Selected extract:

R&W’s Question of the Month:
How are you preparing for the challenges facing this industry in the next 2–3 years?
Let us know, and look for your and others’ responses in a future issue. Contact us at firstname.lastname@example.org
Where Are The Jobs? (Cont’d)
I have been a “chopper jockey” and a faithful reader of Rotor & Wing since 1968, and this is the first time I write. Unfortunately, I have to agree 100 percent with my colleague Dougie Gray. Where are those “fantastic, well paid jobs” (“Where are the Jobs?”, July 2006, page 7)?
I have over 10,000 hr worldwide experience in firefighting, agricultural, sling load, instruction, bush, sea, mountain, etc., flying, an FAA license plus tickets from five other countries, and multiple helicopter type ratings. I also am fluent in six languages. I am a healthy non-smoker and non-drinker with excellent references. I have been applying to go any place, to any kind of job, and “they” will not even take their time to answer.
This has been going for years, while Rotor & Wing keeps boasting “how great the helicopter market is for pilots.” To keep my proficiency and licenses up, I have to pay to fly once in a while.
So here goes my humble suggestion: How about helping tens of thousands of jobless pilots worldwide by publishing an article about where (with names and addresses, please) serious pilots willing to work any place can find jobs? You would really do a great service to all jobless pilots, helping to prevent us becoming “airport bums” loitering around heliports.
Commercial, Fixed and Rotary Wing
Rio de Janeiro, Brazil
I read with great interest Dougie Gray’s letter and, with equal interest, the article “Operators Warn of Pilot Shortage” (Rotorcraft Report, July 2006, page 9). I wholeheartedly agree with Dougie’s sentiment. I have more than 2,500 hr rotary time and a wealth of very varied commercial experience, including offshore. I approached the offshore companies about job openings prior to your July issue being delivered and afterwards. The response was not too favorable.

Problems to work on:
- A) From the letters about helicopter pilot jobs, list every kind of flying the first writer names when describing their 10,000 hours of worldwide experience.
- B) Pick up the letters about helicopter pilot jobs right after their final sentence and keep writing.

Listed records:
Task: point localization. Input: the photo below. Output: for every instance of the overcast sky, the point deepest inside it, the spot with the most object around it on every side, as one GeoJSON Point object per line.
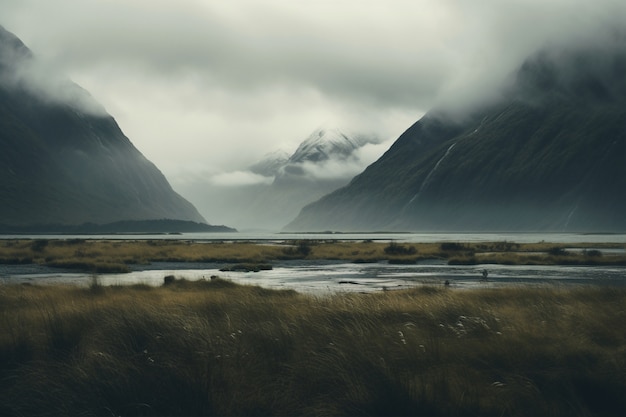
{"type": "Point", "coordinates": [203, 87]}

--

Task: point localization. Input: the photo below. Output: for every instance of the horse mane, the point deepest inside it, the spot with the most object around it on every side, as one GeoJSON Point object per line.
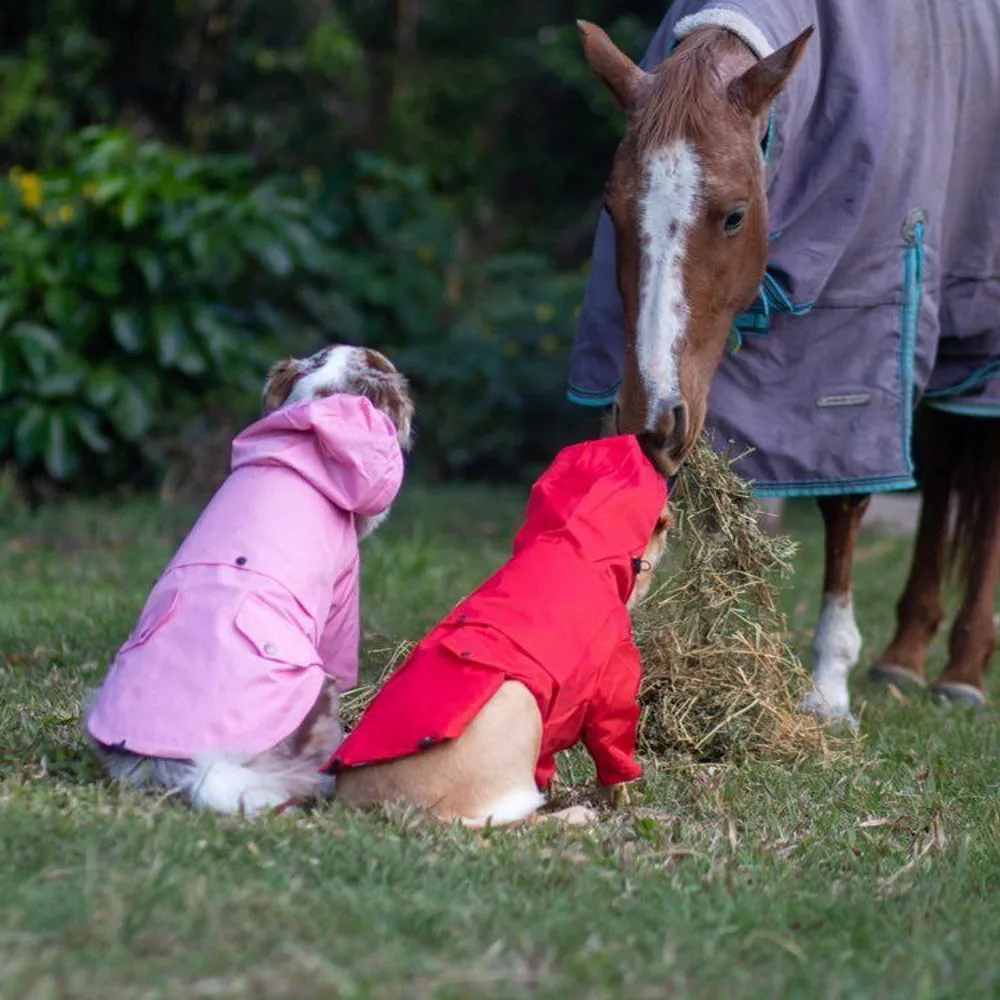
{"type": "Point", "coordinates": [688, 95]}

Answers to the exercises:
- A) Firefighting, agricultural, sling load, instruction, bush, sea, mountain

- B)
I equally agree with Dougie’s argument that £40,000 ($74,000) is an obscene amount to pay out for an instrument rating in the United Kingdom. Most pilots are privately funded. To increase the burden by expecting someone who wants to go offshore to fund his own instrument rating is a little rich. Can I pose this question to those operators requesting pilots have an instrument rating: Who paid for yours?
This type of scenario crops up quite often, the other being 500 hr twin-turbine required. Again I ask: Who gave you your lucky break that allowed you to gain 500 hr twin time? I am not bitter. I do not regret any money I have spent on my career, but I would like to be given a fair crack of the whip. If Bristow’s director of European operations is true to his comments of pilot shortages, then I await his call. Equally, may I suggest he speak to his chief pilot and asks him to check his email inbox marked “CVs/Resumes.”
No one out there, however senior your position or however many hours you may have, was born with 3,000 hr. Once you had 0 hr and couldn’t hover.
Solihull, United Kingdom
Lt. Col. Steve Colby’s preferred intercom traffic calls are effective (“A Military View of Katrina’s Lessons,” June 2006, page 62). It is obvious that the information provided is beneficial to the crew’s situational awareness and overall flight safety.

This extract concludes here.